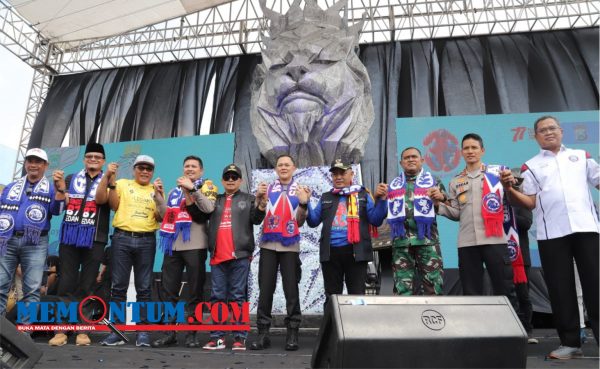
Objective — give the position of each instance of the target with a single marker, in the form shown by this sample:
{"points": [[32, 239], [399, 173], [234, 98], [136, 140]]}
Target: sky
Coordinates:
{"points": [[15, 84]]}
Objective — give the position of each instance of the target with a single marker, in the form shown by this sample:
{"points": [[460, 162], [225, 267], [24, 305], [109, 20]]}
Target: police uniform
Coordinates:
{"points": [[474, 247]]}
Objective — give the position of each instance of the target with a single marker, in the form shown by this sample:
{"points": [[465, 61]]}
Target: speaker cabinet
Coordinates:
{"points": [[18, 350], [420, 332]]}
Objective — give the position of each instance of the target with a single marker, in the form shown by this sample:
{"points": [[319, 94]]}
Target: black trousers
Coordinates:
{"points": [[289, 265], [73, 281], [525, 308], [497, 262], [341, 268], [557, 261], [194, 262]]}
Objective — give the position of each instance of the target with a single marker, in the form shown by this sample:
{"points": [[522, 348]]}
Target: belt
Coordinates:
{"points": [[135, 234], [22, 233]]}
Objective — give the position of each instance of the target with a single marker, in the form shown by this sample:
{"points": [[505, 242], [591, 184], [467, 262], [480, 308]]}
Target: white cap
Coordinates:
{"points": [[38, 153], [143, 159]]}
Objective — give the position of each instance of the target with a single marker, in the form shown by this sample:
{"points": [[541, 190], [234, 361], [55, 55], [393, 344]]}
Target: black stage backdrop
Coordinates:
{"points": [[518, 73]]}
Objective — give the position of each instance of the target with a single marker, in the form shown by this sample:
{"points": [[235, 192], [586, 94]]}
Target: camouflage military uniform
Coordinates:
{"points": [[410, 254]]}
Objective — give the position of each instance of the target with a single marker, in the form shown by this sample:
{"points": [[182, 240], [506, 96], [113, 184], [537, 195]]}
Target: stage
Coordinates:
{"points": [[129, 356]]}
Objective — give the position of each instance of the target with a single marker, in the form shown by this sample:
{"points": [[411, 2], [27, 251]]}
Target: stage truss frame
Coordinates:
{"points": [[235, 29]]}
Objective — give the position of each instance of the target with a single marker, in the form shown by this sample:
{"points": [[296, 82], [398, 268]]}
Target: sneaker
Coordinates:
{"points": [[112, 340], [143, 340], [215, 344], [59, 339], [239, 344], [83, 340], [582, 335], [565, 353]]}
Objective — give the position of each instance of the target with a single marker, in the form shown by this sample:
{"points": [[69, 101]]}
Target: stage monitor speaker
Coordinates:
{"points": [[17, 350], [420, 332]]}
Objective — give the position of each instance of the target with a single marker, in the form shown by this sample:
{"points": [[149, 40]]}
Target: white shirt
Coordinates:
{"points": [[564, 204]]}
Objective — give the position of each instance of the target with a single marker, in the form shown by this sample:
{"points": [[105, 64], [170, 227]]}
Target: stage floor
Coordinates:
{"points": [[129, 356]]}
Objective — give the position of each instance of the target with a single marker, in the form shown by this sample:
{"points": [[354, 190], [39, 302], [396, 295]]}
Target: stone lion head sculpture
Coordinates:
{"points": [[311, 95]]}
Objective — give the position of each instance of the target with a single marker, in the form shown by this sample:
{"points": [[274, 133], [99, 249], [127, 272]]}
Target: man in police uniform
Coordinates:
{"points": [[477, 245]]}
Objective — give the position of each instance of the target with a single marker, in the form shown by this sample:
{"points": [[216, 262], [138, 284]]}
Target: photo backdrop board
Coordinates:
{"points": [[508, 139], [216, 151]]}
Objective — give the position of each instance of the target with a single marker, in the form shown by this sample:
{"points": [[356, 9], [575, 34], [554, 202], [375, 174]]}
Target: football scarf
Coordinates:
{"points": [[79, 224], [37, 207], [514, 248], [424, 213], [280, 223], [176, 221], [352, 216], [491, 202]]}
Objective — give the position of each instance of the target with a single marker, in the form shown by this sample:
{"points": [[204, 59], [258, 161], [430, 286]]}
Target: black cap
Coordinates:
{"points": [[233, 168], [339, 164], [95, 147]]}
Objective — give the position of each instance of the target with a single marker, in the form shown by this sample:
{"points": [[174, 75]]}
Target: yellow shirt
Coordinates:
{"points": [[136, 207]]}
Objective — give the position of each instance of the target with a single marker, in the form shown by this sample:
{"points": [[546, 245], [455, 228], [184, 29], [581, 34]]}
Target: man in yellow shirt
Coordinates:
{"points": [[134, 240]]}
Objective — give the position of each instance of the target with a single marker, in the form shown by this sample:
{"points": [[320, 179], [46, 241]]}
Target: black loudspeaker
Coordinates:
{"points": [[17, 350], [420, 332]]}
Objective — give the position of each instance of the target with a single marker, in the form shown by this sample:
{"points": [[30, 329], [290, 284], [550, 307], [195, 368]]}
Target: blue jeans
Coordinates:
{"points": [[33, 263], [136, 252], [230, 284]]}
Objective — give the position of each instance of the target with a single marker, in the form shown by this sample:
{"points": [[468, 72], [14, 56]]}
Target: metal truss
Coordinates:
{"points": [[235, 28], [39, 90]]}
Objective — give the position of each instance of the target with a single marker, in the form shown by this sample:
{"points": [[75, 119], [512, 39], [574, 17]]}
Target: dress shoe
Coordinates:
{"points": [[191, 340], [262, 342], [83, 339], [291, 339], [168, 339], [59, 339]]}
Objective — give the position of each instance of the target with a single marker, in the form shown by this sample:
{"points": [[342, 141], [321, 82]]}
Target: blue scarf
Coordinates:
{"points": [[424, 213], [37, 207], [79, 225], [176, 220], [280, 223]]}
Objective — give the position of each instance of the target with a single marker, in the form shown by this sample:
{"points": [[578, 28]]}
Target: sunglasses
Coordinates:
{"points": [[145, 168], [231, 177], [94, 157]]}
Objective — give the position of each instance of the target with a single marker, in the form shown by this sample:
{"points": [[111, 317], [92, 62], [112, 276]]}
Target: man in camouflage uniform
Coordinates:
{"points": [[411, 253]]}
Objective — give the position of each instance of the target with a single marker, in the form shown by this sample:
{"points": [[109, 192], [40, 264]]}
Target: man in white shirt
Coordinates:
{"points": [[556, 188]]}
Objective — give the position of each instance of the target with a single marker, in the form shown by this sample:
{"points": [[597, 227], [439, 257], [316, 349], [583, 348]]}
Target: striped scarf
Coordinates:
{"points": [[176, 221], [37, 207], [352, 216], [424, 213], [492, 210], [79, 225], [280, 223]]}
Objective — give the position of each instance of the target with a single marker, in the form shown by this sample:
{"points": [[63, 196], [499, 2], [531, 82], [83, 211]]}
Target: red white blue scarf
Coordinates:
{"points": [[514, 248], [37, 208], [280, 223], [79, 225], [352, 216], [492, 210], [424, 213], [177, 220]]}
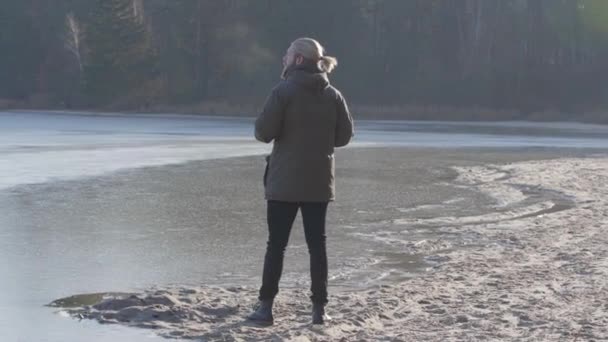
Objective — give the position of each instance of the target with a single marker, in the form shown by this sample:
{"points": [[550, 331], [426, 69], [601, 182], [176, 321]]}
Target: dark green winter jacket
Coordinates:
{"points": [[306, 118]]}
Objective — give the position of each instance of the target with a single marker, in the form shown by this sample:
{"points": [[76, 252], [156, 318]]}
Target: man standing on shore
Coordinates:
{"points": [[307, 119]]}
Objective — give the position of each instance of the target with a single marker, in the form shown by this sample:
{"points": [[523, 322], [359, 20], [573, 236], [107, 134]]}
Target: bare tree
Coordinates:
####################
- EXERCISE OBJECTIVE:
Begin with the line that has "Target: striped scarf" and continue to the last line of the entries, printing each line exactly and nothing else; include both ends and skip the pictures.

- EXERCISE OUTPUT:
Target: striped scarf
Coordinates:
{"points": [[176, 221], [37, 207], [352, 216], [424, 213], [492, 210], [79, 225], [280, 223]]}
Objective — give the position of each instance of the target with a single marker, in the form shown by this sample:
{"points": [[63, 196], [499, 2], [531, 82], [83, 211]]}
Target: red white blue scarf
Coordinates:
{"points": [[514, 248], [37, 208], [280, 223], [79, 225], [352, 216], [492, 210], [424, 213], [177, 220]]}
Objective — give the position of each instance of the target with a single marker, in the form shown by this sample:
{"points": [[550, 331], [426, 69], [601, 182], [176, 321]]}
Target: dark green winter jacket
Coordinates:
{"points": [[306, 118]]}
Objective — give the position of each instance of the target with a single marker, in the form shown by this sample:
{"points": [[76, 252], [156, 318]]}
Target: man standing on shore
Coordinates:
{"points": [[307, 119]]}
Objective — give the position of each instance of the target with a single marker, in the form shown by this sample:
{"points": [[523, 322], [359, 20], [573, 236], [107, 134]]}
Target: bare tree
Coordinates:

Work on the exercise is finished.